アートとは、感じるもの。そこにあるもの。きづくもの。 Kaléidoscope 北川一臣さん 金子幸さん
(※今回のインタビューを動画にまとめています。よろしければ、動画も合わせてご覧ください。)
音が色や味に感じる共感覚を持ち、音楽、自然の営みと光の現象、森羅万象から得るインスピレーションを元に、平面、立体、映像作品を制作するアーティスト金子さん。
生物や物理の働きから得た着想を用い、コンセプチュアルアート、インスタレーションアートへの表現を追究し
「世界というシステムへの畏怖。」という感性を軸としてアーティスト活動をする北川さん。
ふたりは、アートデュオKaléidoscopeを結成し、
2019年より活動を開始した。
結成から2年。ふたりにとっての2021年は初挑戦の年でもある。
逗子アートフェスティバル初出展。
そして初のインスタレーション作品の展示。
ふたりが考えるアートとは?アーティストとなったきっかけは?
話を聞いてみた。

● ● ● ● ● ● ●

§ 記述課題 1:
本文において、金子さんが制作する作品として挙げられている種類をすべて列挙してください。
§ 記述課題 2:
本文によると、アートデュオKaléidoscopeは何年に活動を開始しましたか。
§ 記述課題 3:
アートデュオKaléidoscopeのふたりを紹介する本文の続きを、最後の文の後から引き継いで書いてください。

§ 提供情報:

● ● ● ● ● ● ●

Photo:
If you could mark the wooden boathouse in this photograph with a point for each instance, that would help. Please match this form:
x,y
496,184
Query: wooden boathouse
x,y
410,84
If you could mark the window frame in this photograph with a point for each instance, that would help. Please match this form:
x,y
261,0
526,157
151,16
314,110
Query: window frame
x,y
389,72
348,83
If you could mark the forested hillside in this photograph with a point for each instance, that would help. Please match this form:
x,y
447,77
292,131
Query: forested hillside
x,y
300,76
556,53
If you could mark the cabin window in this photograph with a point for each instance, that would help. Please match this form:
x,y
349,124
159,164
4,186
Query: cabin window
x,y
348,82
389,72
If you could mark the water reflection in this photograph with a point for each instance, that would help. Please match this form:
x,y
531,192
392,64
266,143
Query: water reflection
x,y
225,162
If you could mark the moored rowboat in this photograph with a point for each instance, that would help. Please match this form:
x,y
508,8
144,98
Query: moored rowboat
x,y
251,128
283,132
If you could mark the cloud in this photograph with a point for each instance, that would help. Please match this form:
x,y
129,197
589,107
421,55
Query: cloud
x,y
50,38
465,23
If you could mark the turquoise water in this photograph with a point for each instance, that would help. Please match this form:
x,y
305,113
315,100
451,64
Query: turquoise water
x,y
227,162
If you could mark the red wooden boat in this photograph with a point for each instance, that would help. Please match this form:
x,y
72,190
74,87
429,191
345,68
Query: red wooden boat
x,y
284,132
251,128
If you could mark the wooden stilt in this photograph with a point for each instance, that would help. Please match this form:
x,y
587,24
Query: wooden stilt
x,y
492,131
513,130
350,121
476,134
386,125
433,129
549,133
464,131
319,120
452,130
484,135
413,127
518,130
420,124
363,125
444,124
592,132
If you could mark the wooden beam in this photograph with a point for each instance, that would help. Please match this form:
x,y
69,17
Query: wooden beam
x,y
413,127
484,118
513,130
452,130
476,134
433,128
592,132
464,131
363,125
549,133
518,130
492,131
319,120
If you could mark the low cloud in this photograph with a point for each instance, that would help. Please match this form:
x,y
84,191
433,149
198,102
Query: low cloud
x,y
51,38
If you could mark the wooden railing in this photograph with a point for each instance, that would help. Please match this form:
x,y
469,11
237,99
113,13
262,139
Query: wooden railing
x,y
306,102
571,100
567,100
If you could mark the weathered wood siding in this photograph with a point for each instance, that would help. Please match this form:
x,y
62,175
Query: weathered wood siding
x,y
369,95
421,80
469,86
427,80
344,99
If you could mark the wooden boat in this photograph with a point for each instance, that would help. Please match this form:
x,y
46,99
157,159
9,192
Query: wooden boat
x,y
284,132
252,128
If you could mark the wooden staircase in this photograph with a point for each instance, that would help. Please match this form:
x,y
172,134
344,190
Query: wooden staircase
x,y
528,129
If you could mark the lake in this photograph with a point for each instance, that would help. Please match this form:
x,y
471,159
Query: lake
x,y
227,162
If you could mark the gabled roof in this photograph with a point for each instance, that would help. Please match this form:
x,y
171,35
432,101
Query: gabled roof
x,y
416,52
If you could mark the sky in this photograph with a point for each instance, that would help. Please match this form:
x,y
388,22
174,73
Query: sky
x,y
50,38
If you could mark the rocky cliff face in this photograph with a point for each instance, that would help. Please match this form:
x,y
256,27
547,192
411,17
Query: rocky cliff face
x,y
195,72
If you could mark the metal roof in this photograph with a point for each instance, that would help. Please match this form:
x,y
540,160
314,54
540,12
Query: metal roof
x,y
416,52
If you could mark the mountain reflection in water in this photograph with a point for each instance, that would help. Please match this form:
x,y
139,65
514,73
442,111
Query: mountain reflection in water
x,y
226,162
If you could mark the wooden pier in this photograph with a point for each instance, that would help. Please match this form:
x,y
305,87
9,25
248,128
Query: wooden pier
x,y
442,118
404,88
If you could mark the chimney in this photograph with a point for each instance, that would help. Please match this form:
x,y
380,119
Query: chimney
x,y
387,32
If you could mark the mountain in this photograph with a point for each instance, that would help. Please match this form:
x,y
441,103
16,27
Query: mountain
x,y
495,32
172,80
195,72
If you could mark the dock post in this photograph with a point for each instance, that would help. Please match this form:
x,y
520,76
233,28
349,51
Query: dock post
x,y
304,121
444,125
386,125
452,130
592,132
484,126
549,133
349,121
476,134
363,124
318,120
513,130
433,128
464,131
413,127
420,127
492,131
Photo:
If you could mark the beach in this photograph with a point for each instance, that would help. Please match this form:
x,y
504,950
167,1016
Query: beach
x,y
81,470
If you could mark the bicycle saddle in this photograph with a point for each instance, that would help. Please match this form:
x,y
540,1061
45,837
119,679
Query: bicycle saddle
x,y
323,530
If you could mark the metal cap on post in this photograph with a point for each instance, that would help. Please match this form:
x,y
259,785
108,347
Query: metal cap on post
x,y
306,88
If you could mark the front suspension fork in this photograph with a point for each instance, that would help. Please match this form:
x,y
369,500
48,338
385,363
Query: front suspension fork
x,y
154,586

● ● ● ● ● ● ●

§ 解答 1:
平面、立体、映像作品

§ 解答 2:
2019年です。

§ 解答 3:
アートと決別するための渡仏・・しかしそこで待っていたのは・・
金子さんがアーティストになったきっかけは、何か特別な出来事があったからではない。
物心がついた頃から作品を創っていた。特に絵を描いていた。
彼女は、1つの感覚刺激から複数の知覚が無意識に引き起こされる事により生じる。「共感覚」と呼ばれる感覚を持っている。
(※「共感覚」は個人差はあるものの、1つの感覚刺激から複数の知覚が無意識に引き起こされる事により生じること。金子さんの場合は音が色や味に感じる)
もともとは、白黒の線画や写実画を中心にモノクロな作品を制作していた。
大学で美術を専攻していた。しかし彼女は悩むことになる。
目の前にある物を忠実に再現する講義を受講するたびに彼女の心には
疑問が生まれた。
アートってなんだろう。。
私のオリジナリティって何だろう。
このままでいいのだろうか。
アートの才能がひょっとしてないのかもしれない。
悩み抜いた挙げ句日本の大学を中退した。
自分の個とアートに疑問を持った結果、己を見つめ直す為の原点回帰としてフランスへ渡った。
フランスを選んだ理由は、高校時代に出会ったフランス人交換留学生の友人と交流が続いていた事、その方を通して感じたフランスに於ける価値観の多様性とアート文化であった。
本場のアートと触れ合うことで
自分の才能の無さにきづかされ、
アートをあきらめることができる。
あきらめることができれば違う道を選ぶことができると感じた。
しかし、フランスへ渡って3年目。
ある人と出会うことで事態は急展開した。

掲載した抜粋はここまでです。